**JOB**
Pick out and copy every line below that contains the string "road", matching case exactly.

**DATA SHOWN**
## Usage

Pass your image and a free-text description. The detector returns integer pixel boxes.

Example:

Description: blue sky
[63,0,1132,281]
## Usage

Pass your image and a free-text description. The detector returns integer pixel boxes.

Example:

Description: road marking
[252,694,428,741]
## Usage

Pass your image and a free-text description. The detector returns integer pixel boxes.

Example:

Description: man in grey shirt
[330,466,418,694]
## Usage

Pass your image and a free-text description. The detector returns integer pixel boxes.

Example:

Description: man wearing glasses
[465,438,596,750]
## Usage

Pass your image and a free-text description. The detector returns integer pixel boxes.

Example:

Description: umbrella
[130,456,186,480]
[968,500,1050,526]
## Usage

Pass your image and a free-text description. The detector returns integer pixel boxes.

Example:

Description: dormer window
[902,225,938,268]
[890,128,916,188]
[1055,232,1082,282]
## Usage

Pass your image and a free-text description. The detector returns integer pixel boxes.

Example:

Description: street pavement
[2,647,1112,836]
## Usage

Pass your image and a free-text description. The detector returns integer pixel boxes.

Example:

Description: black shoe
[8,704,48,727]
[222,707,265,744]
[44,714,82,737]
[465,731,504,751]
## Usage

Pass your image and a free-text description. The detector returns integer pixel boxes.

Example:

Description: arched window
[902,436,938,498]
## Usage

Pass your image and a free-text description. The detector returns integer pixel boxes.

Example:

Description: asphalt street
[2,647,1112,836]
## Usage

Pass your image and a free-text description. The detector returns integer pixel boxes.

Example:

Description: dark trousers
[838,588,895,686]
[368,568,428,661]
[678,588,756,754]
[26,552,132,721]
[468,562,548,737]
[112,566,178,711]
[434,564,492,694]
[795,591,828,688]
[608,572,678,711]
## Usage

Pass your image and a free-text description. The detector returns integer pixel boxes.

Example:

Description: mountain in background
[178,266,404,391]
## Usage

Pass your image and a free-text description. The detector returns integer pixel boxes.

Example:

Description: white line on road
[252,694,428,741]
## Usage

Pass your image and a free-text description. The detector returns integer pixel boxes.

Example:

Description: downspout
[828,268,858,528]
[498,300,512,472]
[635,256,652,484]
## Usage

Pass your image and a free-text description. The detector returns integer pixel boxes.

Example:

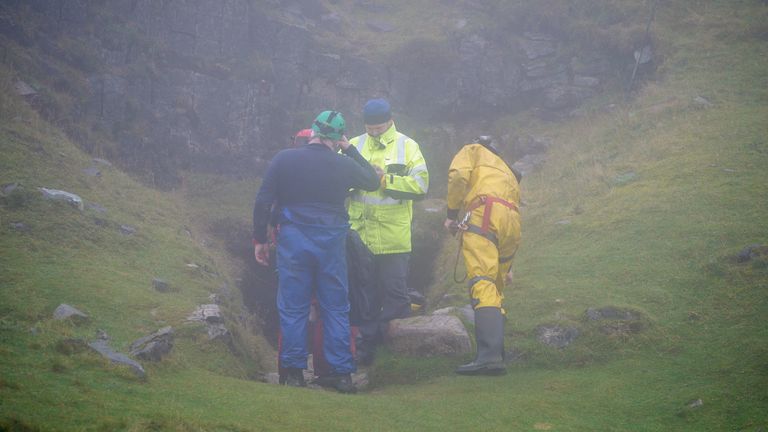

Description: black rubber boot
[315,374,357,393]
[456,307,507,375]
[355,336,376,366]
[281,368,307,387]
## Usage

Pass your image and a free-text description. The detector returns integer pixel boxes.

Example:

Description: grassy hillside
[0,1,768,431]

**WRITTEN SOLUTION**
Description: road marking
Description: white line on road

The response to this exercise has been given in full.